## Exercise 1
In the excerpt on Wireshark display filter operators, what form must the regular expression used with the "matches" operator take?
## Exercise 2
Extend the excerpt on Wireshark display filter operators, picking up right after its final example.

Whenever a protocol or field appears as the argument of a function in a filter,
an exists operator for that protocol or field implicitly appears.
=== Values and operators
Each field has a value, and that value can be used in operations with
comparable values (which may be literals, other fields, or function results).
The value of a field is not necessarily what appears in the *Wireshark*
display or *TShark* output. For example, a protocol is semantically
equivalent to the sequence of bytes that it spans, not its displayed text
in the protocol tree.
=== Comparison operators
The comparison operators can be expressed either through English-like
abbreviations or through C-like symbols:
eq, == Equal
ne, != Not Equal
gt, > Greater Than
lt, < Less Than
ge, >= Greater than or Equal to
le, <= Less than or Equal to
The ordering depends on the value type in the usual way (e.g., lexicographic
for strings and arithmetic for integers.) A field may appear more than once
in a given frame. In that case equality can be strict (all fields must match
the condition) or not (any field must match the condition). The inequality is
the logical negation of equality. The following table contains all equality
operators, their aliases and meaning:
eq, any_eq, == Any field must be equal
ne, all_ne, != All fields must be not equal
all_eq, === All fields must be equal
any_ne, !== Any fields must be not equal
The operators "any" or "all" can be used with any comparison operator to make
the test match any or all fields:
all tcp.port > 1024
any ip.addr != 1.1.1.1
The "any" and "all" modifiers take precedence over comparison operators such
as "===" and "any_eq".
=== Search and match operators
Additional operators exist expressed only in English, not C-like syntax:
contains Does the protocol, field or slice contain a value
matches, ~ Does the string match the given case-insensitive
Perl-compatible regular expression
The "contains" operator allows a filter to search for a sequence of
characters, expressed as a string, or bytes, expressed as a byte array.
The type of the left hand side of the "contains" operator must be comparable to
that of the right hand side after any implicit or explicit conversions.
For example, to search for a given HTTP
URL in a capture, the following filter can be used:
http contains "https://www.wireshark.org"
The "contains" operator cannot be used on atomic fields,
such as numbers or IP addresses.
The "matches" or "~" operator allows a filter to apply to a specified
Perl-compatible regular expression (PCRE2). The regular expression must
be a double quoted string. The left hand side of the "matches" operator
must be a string, which can be a non-stringlike field implicitly or
explicitly converted to a string. Matches are case-insensitive by default.
For example, to search for a given WAP WSP User-Agent, you can write:
wsp.header.user_agent matches "cldc"

## Data block

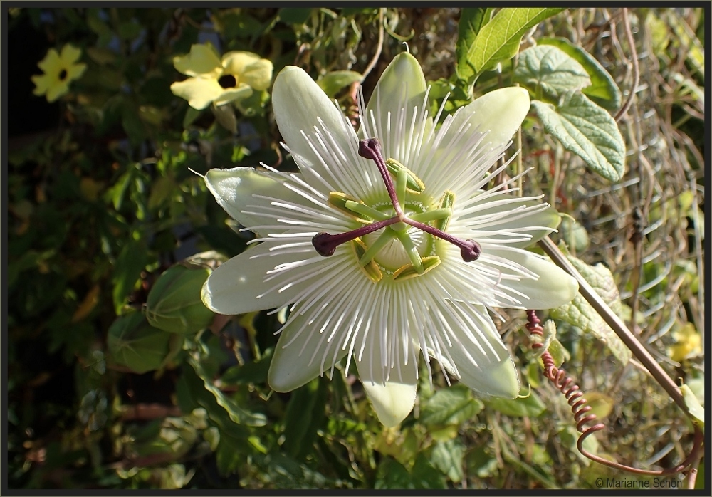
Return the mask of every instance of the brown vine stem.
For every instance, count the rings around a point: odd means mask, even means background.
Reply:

## Answer 1
It must be a double quoted string.

## Answer 2
This would match "cldc", "CLDC", "cLdC" or any other combination of upper
and lower case letters.
You can force case sensitivity using
wsp.header.user_agent matches "(?-i)cldc"
This is an example of PCRE2's *(?*+option+*)* construct. *(?-i)* performs a
case-sensitive pattern match but other options can be specified as well. More
information can be found in the
pcre2pattern(3)|https://www.pcre.org/current/doc/html/pcre2pattern.html man page.
=== Functions
The filter language has the following functions:
upper(string-field) - converts a string field to uppercase
lower(string-field) - converts a string field to lowercase
len(field) - returns the byte length of a string or bytes field
count(field) - returns the number of field occurrences in a frame
string(field) - converts a non-string field to string
vals(field) - converts a field value to its value string
dec(field) - converts an unsigned integer to a decimal string
hex(field) - converts an unsigned integer to a hexadecimal string
max(f1,...,fn) - return the maximum value
min(f1,...,fn) - return the minimum value
abs(field) - return the absolute value of numeric fields
upper() and lower() are useful for performing case-insensitive string
comparisons. For example:
upper(ncp.nds_stream_name) contains "MACRO"
lower(mount.dump.hostname) == "angel"
string() converts a field value to a string, suitable for use with operators like
"matches" or "contains". Integer fields are converted to their decimal representation.
It can be used with IP/Ethernet addresses (as well as others), but not with string or
byte fields. For example:
string(frame.number) matches "[13579]$"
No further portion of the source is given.